Objective :: Put every line of the material below into a numbered list, leaving out any blank lines.

Stored data entries:
◆ ◆ ◆ ◆ ◆ ◆ ◆

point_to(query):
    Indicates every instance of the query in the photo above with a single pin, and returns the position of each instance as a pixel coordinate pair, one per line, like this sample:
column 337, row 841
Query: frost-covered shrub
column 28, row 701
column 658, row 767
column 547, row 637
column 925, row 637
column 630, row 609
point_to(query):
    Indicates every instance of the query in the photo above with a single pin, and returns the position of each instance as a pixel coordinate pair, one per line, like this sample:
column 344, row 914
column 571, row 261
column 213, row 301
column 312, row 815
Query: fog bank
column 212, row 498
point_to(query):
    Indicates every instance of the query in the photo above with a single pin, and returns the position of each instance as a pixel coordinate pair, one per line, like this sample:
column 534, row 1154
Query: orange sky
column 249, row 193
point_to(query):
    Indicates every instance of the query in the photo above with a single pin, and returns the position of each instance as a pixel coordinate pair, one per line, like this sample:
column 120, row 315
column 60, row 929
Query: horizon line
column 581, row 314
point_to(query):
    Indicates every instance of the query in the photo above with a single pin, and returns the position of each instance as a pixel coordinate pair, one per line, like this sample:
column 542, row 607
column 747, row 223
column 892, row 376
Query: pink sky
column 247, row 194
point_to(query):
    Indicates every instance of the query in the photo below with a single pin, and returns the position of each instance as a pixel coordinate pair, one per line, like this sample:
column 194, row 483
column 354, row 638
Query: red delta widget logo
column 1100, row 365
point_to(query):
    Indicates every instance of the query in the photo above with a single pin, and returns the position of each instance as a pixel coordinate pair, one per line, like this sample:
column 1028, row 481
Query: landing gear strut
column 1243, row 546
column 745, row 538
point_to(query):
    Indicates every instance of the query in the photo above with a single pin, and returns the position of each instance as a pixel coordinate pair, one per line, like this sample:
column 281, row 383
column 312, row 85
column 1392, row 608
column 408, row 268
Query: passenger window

◆ ◆ ◆ ◆ ◆ ◆ ◆

Final result ::
1. point_to(query):
2.     Indicates every instance of the query in the photo above with a single pin, and returns the position of each instance as a pixel coordinate pair, one per line, like this sample:
3. column 337, row 841
4. Query: frost-covered shrub
5. column 28, row 701
6. column 658, row 767
7. column 547, row 637
8. column 925, row 637
9. column 630, row 609
10. point_to(query):
11.     Indicates every instance of the query in the photo above with a single pin, and returns the position of each instance as a pixel coordinate pair, one per line, like this sample:
12. column 344, row 914
13. column 571, row 261
14. column 213, row 301
15. column 312, row 815
16. Query: fog bank
17. column 212, row 498
18. point_to(query):
19.     Indicates every instance of the query in the photo above with a single pin, and returns the position of each instance as a pixel coordinate pair, one per line, like this sample:
20. column 534, row 1154
21. Query: orange sky
22. column 249, row 193
23. point_to(query):
24.     Indicates every instance of the query in the photo above with a single pin, and returns the position of each instance as a pixel coordinate pair, one per line, like this sample:
25. column 120, row 315
26. column 60, row 929
27. Query: horizon line
28. column 581, row 314
29. point_to(query):
30.     Indicates every instance of the query in the photo above with a single pin, and returns the position of each instance as a pixel coordinate pair, one per line, like this sample:
31. column 542, row 607
32. column 747, row 223
33. column 892, row 376
34. Query: pink sky
35. column 247, row 194
36. point_to(query):
37.     Indicates every instance of the query in the photo below with a single pin, and returns the position of each instance as a pixel coordinate pair, one per line, like this sample:
38. column 194, row 483
39. column 354, row 638
40. Query: red delta widget logo
41. column 1100, row 365
42. point_to(query):
43.     Indicates every instance of the query in the photo above with a single pin, and returns the position of each instance as a pixel coordinate pair, one per line, like this sample:
44. column 1028, row 481
45. Query: landing gear strut
46. column 1243, row 546
47. column 745, row 538
48. point_to(query):
49.     Indicates every instance of the query in the photo above with a single pin, and returns the position of each instance as a pixel coordinate pair, one per line, like this sample:
50. column 281, row 383
51. column 312, row 85
52. column 1392, row 608
53. column 408, row 268
54. Query: passenger window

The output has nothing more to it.